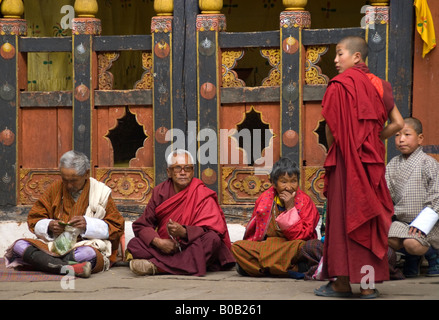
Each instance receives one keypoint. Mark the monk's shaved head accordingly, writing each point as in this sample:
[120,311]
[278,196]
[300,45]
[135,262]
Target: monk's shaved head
[414,123]
[356,44]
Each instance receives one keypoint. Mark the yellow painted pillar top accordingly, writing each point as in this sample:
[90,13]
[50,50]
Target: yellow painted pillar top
[380,2]
[164,7]
[86,8]
[12,9]
[210,6]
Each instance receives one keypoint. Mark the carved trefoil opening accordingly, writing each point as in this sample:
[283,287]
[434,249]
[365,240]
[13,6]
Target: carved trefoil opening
[126,138]
[253,135]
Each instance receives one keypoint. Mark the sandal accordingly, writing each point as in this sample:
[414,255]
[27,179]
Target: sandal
[373,295]
[328,291]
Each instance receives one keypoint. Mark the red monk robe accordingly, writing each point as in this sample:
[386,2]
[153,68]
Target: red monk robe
[196,207]
[356,106]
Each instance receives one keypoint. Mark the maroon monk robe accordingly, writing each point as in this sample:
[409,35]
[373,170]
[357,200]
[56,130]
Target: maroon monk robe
[359,207]
[196,207]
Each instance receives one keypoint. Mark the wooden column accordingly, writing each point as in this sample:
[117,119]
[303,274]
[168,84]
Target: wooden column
[209,23]
[292,21]
[11,28]
[161,30]
[400,62]
[377,34]
[84,27]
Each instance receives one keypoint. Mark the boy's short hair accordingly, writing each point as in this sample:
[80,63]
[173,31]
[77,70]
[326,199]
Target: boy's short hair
[282,166]
[356,44]
[415,123]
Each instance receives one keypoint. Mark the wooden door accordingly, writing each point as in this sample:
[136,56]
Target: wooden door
[190,84]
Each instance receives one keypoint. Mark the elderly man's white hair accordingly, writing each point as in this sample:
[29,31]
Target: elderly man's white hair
[75,160]
[178,152]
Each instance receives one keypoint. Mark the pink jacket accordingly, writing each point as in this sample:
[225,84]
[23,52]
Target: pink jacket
[304,222]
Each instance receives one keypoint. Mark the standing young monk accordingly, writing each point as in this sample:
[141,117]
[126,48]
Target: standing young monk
[356,107]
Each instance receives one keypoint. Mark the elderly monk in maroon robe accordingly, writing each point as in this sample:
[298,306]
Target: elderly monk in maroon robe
[356,107]
[183,229]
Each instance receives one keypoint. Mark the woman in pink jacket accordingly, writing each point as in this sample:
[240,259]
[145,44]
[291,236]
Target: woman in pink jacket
[284,217]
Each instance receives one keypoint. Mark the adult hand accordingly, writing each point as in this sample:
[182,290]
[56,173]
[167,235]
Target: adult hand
[167,246]
[176,230]
[288,199]
[55,228]
[78,222]
[415,231]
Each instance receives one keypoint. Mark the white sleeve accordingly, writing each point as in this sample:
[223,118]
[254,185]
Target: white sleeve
[42,228]
[96,229]
[425,220]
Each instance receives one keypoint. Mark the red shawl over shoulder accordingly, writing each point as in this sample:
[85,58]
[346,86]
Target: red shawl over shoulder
[355,112]
[304,229]
[191,207]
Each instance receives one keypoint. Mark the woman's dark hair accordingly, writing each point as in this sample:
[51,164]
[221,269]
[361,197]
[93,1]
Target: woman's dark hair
[282,166]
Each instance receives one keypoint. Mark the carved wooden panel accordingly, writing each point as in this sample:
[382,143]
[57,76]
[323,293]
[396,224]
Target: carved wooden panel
[33,183]
[128,185]
[242,185]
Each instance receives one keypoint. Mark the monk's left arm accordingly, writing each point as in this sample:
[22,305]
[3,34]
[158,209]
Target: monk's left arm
[395,125]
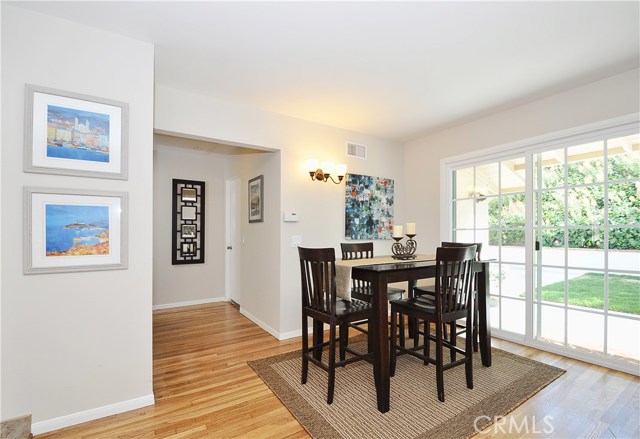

▬▬▬▬▬▬

[REQUIREMENT]
Identify each line above that contains the string "panel", and copy every such line in full. Case counts.

[WRITTEN RESPONSE]
Each instance receives one keypoint. Mark the carved wooden panel accordingly, writing each point as in this sample:
Target: carved wooden panel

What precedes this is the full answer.